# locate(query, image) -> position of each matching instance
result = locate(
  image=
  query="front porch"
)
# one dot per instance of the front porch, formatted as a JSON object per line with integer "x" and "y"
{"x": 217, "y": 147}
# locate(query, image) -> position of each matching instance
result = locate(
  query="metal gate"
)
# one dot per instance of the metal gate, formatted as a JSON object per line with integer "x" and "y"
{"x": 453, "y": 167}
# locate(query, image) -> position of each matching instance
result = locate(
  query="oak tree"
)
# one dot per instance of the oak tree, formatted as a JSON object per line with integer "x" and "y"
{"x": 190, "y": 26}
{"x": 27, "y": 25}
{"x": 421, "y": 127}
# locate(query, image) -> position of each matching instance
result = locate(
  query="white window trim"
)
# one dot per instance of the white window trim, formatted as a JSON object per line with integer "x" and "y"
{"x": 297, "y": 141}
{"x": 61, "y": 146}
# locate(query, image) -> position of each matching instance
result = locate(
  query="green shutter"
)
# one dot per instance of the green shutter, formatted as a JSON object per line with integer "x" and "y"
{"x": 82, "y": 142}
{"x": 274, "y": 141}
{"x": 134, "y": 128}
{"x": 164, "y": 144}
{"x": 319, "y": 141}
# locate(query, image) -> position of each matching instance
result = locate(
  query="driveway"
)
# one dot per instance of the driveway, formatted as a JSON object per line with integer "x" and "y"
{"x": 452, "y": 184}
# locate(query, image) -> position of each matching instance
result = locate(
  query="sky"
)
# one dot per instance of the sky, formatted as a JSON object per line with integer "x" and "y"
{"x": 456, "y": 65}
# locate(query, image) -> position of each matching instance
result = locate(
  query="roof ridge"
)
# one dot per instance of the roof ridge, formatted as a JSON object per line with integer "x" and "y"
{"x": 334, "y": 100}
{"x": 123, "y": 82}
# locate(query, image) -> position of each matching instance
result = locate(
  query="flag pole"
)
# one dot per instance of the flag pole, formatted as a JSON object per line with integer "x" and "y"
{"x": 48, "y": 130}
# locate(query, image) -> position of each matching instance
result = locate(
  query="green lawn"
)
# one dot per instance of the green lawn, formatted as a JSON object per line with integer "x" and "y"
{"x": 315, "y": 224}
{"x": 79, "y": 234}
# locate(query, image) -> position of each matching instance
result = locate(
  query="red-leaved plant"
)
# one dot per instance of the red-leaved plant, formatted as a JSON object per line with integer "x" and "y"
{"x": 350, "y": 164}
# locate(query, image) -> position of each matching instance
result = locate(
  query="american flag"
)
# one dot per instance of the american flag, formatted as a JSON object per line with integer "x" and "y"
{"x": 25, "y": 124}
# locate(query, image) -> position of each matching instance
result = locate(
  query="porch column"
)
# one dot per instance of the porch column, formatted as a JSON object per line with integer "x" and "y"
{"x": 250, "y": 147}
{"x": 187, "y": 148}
────────────────────
= ABOUT THIS EXERCISE =
Could the entire listing be reproduced without any alteration?

= RESULT OF THIS TASK =
# locate(query, image) -> position of each matching instance
result = locate(
  image=
  query="front porch"
)
# one dot per instance of the front porch, formatted as a JSON object per line with integer "x" and "y"
{"x": 217, "y": 147}
# locate(query, image) -> position of each matching instance
result = locate(
  query="metal gate"
)
# one dot per instance of the metal gate, formatted as a JSON object per line with integer "x" and "y"
{"x": 453, "y": 167}
# locate(query, image) -> position of each matching instance
result = locate(
  query="oak tree"
)
# one dot per instance of the oak tree, formatted as a JSON object per line with integer "x" and "y"
{"x": 190, "y": 26}
{"x": 27, "y": 25}
{"x": 421, "y": 127}
# locate(query, image) -> position of each matching instance
result = locate(
  query="white window trim"
)
# one dot per instance of the white window trim, formatted as a JSON object per line with integer "x" and "y"
{"x": 297, "y": 141}
{"x": 61, "y": 146}
# locate(query, image) -> position of each matching instance
result = locate(
  query="green shutter"
)
# one dot per instance of the green shutter, formatted as a JSON object per line with integer "x" and "y"
{"x": 82, "y": 142}
{"x": 274, "y": 141}
{"x": 134, "y": 128}
{"x": 164, "y": 144}
{"x": 319, "y": 141}
# locate(query, image) -> position of each matching instance
result = locate(
  query="driveway"
)
# one dot per instance of the driveway, formatted as a JSON object per line with integer "x" and "y"
{"x": 452, "y": 184}
# locate(query, image) -> position of each matching instance
result = locate(
  query="sky"
)
# one dot per instance of the sky, formatted as a JSON object per line with integer "x" and "y"
{"x": 456, "y": 65}
# locate(query, image) -> position of each matching instance
result = locate(
  query="roof ridge"
)
# one dot per instance of the roof ridge, formatted as a JSON object per line with integer "x" and "y"
{"x": 334, "y": 100}
{"x": 123, "y": 82}
# locate(query, image) -> position of each matching instance
result = locate(
  query="flag pole"
)
# one dot per instance of the flag pole, formatted as a JSON object per line with integer "x" and "y"
{"x": 48, "y": 130}
# locate(query, image) -> position of each matching instance
result = locate(
  query="green lawn"
)
# one dot per instance of the green lawn, formatted as a JSON object per line with integer "x" and "y"
{"x": 315, "y": 224}
{"x": 79, "y": 234}
# locate(query, image) -> position of each matching instance
result = locate(
  query="red-leaved plant"
)
# one dot per instance of the red-leaved plant, formatted as a JSON object per line with integer "x" and "y"
{"x": 350, "y": 164}
# locate(query, image) -> position of each matching instance
result = locate(
  query="american flag"
)
# one dot per instance of the american flag, formatted as a JSON object per line with integer "x" and "y"
{"x": 25, "y": 124}
# locate(query, image) -> position of each matching instance
result = locate(
  query="porch column"
)
# one dot per instance of the porch column, formatted as a JSON object per line with integer "x" and "y"
{"x": 250, "y": 147}
{"x": 187, "y": 148}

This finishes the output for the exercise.